*** Data supplied Section Begins ***

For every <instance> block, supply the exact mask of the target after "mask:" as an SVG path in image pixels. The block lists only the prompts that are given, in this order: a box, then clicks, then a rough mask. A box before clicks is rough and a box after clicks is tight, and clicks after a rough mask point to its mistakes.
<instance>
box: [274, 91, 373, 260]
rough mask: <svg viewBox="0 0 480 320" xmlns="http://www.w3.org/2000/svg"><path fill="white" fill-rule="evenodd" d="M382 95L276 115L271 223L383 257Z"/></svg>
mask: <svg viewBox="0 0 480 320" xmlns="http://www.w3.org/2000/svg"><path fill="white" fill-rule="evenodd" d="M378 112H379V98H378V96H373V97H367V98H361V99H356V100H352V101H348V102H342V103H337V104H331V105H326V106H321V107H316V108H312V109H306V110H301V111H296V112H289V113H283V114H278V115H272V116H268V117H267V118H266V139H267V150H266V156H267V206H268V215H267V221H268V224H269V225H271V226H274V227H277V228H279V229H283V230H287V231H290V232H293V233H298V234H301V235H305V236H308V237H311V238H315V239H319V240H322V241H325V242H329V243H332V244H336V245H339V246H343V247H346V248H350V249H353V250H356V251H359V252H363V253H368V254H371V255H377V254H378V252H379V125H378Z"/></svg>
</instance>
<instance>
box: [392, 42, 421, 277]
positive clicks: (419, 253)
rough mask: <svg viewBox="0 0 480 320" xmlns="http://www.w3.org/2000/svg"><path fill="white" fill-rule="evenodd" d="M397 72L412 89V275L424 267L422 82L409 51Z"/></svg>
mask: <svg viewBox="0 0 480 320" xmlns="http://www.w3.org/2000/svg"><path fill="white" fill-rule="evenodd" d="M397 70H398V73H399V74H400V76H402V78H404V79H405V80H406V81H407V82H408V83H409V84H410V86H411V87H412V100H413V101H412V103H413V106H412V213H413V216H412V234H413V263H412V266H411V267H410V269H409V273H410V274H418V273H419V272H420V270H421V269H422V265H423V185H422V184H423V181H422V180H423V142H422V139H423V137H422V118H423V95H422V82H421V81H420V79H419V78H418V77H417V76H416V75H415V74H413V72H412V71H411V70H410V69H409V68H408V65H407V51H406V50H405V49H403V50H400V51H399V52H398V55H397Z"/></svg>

*** Data supplied Section Ends ***

The answer must be every record above, repeated exactly as written.

__Result__:
For every <instance> block, supply the exact mask of the target after "mask:" as an SVG path in image pixels. The block lists only the prompts that are given, in this order: a box, then clicks, then a rough mask. A box before clicks is rough and a box after clicks is tight, and clicks after a rough mask point to its mistakes.
<instance>
box: [274, 91, 373, 260]
rough mask: <svg viewBox="0 0 480 320" xmlns="http://www.w3.org/2000/svg"><path fill="white" fill-rule="evenodd" d="M382 95L276 115L271 223L383 257Z"/></svg>
mask: <svg viewBox="0 0 480 320" xmlns="http://www.w3.org/2000/svg"><path fill="white" fill-rule="evenodd" d="M378 112H379V98H378V96H373V97H367V98H361V99H356V100H352V101H348V102H342V103H337V104H331V105H326V106H321V107H316V108H312V109H306V110H301V111H296V112H289V113H283V114H278V115H272V116H268V117H267V118H266V139H267V150H266V156H267V206H268V215H267V221H268V224H269V225H271V226H274V227H277V228H279V229H283V230H287V231H290V232H293V233H298V234H301V235H305V236H308V237H311V238H315V239H319V240H322V241H325V242H329V243H332V244H336V245H339V246H343V247H346V248H350V249H353V250H356V251H359V252H363V253H368V254H371V255H377V254H378V252H379V125H378Z"/></svg>
</instance>
<instance>
box: [392, 42, 421, 277]
positive clicks: (419, 253)
rough mask: <svg viewBox="0 0 480 320" xmlns="http://www.w3.org/2000/svg"><path fill="white" fill-rule="evenodd" d="M397 72L412 89V275L424 267L422 82L409 51Z"/></svg>
mask: <svg viewBox="0 0 480 320" xmlns="http://www.w3.org/2000/svg"><path fill="white" fill-rule="evenodd" d="M397 70H398V73H399V74H400V76H402V78H404V79H405V80H406V81H407V82H408V83H409V84H410V86H411V87H412V100H413V101H412V103H413V106H412V213H413V216H412V234H413V263H412V266H411V267H410V269H409V273H410V274H418V273H419V272H420V270H421V269H422V265H423V185H422V184H423V181H422V180H423V142H422V139H423V137H422V118H423V95H422V82H421V81H420V79H419V78H418V77H417V76H416V75H415V74H413V72H412V71H411V70H410V69H409V68H408V65H407V51H406V50H405V49H403V50H400V51H399V52H398V55H397Z"/></svg>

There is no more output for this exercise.